§ WHAT TO PRODUCE
Write out the records again, exactly. Nothing may be dropped.
————
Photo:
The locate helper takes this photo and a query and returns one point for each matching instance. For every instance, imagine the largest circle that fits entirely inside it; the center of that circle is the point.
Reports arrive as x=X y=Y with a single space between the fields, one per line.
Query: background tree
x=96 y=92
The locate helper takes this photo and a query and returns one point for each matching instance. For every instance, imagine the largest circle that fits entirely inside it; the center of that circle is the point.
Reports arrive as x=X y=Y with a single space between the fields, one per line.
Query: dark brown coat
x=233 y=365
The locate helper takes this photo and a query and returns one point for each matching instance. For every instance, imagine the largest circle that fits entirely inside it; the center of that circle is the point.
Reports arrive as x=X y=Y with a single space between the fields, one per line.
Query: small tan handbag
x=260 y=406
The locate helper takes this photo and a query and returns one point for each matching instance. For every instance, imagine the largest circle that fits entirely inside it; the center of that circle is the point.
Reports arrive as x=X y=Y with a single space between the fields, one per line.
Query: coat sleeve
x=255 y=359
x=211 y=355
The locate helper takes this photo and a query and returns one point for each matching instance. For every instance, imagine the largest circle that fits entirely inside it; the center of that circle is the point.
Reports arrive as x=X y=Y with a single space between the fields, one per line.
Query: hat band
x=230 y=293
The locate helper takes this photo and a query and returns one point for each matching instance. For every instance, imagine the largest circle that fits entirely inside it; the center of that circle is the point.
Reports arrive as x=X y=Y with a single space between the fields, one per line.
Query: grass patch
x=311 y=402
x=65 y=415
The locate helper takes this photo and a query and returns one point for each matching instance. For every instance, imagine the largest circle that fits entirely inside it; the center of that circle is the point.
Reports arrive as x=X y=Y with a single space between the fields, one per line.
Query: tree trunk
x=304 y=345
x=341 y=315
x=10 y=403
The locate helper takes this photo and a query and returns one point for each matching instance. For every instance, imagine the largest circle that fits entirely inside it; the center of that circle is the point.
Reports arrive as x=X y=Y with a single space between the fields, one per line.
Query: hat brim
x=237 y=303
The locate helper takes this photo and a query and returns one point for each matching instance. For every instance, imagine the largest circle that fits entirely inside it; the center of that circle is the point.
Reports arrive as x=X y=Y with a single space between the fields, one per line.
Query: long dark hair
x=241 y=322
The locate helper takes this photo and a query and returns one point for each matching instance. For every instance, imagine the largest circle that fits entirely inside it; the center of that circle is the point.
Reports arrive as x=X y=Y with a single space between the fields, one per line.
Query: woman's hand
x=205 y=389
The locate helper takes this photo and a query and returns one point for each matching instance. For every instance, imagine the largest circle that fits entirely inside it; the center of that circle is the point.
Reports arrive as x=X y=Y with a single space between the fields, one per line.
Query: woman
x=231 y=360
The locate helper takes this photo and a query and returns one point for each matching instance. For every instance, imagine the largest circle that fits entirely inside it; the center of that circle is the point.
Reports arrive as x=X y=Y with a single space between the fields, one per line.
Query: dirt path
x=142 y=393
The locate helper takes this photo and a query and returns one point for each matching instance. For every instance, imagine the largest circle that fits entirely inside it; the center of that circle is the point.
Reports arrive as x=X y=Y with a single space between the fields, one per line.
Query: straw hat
————
§ TASK RESPONSE
Photo:
The locate helper takes this photo and a query and returns one point for each matching instance. For every instance, imagine the largest circle that fits entirely inside it; the center of that circle is the point.
Reports arrive as x=X y=Y with a single space between the fields, one per line.
Query: background tree
x=96 y=92
The locate helper takes this photo and a query and returns one point for each matching instance. For every instance, imagine the largest circle that fits entirely inside it; the center of that circle is the point.
Reports arrive as x=X y=Y with a single space between the fields, one per line.
Query: dark brown coat
x=233 y=365
The locate helper takes this photo and a query and returns one point for each matching instance. For every instance, imagine the largest circle that fits entirely inside it; the center of that circle is the point.
Reports arrive as x=X y=Y with a single space between the fields, one per line.
Query: small tan handbag
x=260 y=406
The locate helper takes this photo and a query and returns one point for each matching instance. For every instance, imagine the largest circle that fits entirely inside it; the center of that circle is the point.
Reports arrive as x=X y=Y with a single space between the fields, one per line.
Query: coat sleeve
x=255 y=359
x=211 y=355
The locate helper takes this photo and a query and returns one point for each matching instance. For every instance, imagine the largest circle that fits entirely inside it; the center of that circle is the point.
Reports arrive as x=X y=Y with a single space between the fields, one per line.
Query: hat band
x=230 y=293
The locate helper takes this photo and a query and returns one point for each matching instance. For every instance, imagine the largest circle that fits entirely inside it; the center of that circle is the point.
Reports arrive as x=X y=Y with a single space between the fields, one per line.
Query: grass patch
x=311 y=402
x=65 y=415
The locate helper takes this photo and a query and returns one point for each matching instance. For every instance, imagine the largest circle that fits entirely inside it; the center of that circle is the point.
Reports arrive as x=X y=Y with a single space between the fields, one per line.
Query: tree trunk
x=304 y=345
x=341 y=315
x=10 y=403
The locate helper takes this photo and a query and returns one point for each matching instance. For every instance, imagine the largest circle that fits entirely inside it; the center of that circle is the point.
Reports arrive as x=X y=Y with a single space between the fields, one per line.
Query: hat brim
x=237 y=303
The locate helper takes this photo and a query and returns one point for each matching instance. For every instance, imagine the largest circle that fits entirely inside it; the center of that circle is the point.
Reports arrive as x=X y=Y with a single space between the fields, one per line.
Query: long dark hair
x=241 y=322
The locate helper takes this photo and a query and returns one point for each matching instance. For every instance, imagine the largest circle that fits entirely inside it; the center of that circle is the point.
Reports arrive as x=X y=Y with a single space between the fields, one per line.
Query: woman's hand
x=205 y=389
The locate helper takes this photo and a query and returns one point for each matching instance. For every instance, imagine the largest circle that fits entirely inside it; the center of that circle is the point.
Reports arrive as x=X y=Y with a single space between the fields, one per line.
Query: woman
x=231 y=360
The locate helper takes this photo and a query and returns one point for each matching instance. For every instance, imagine the largest circle that fits entirely inside it; the center of that circle is the point.
Reports arrive as x=X y=Y with a single space between the fields, one per line.
Query: dirt path
x=142 y=393
The locate helper takes this photo and a query and returns one point for each matching instance. For every instance, imagine the largest circle that fits entirely inside it; the center of that circle is the point.
Reports arrive as x=X y=Y with a single space between the fields, one per line.
Query: straw hat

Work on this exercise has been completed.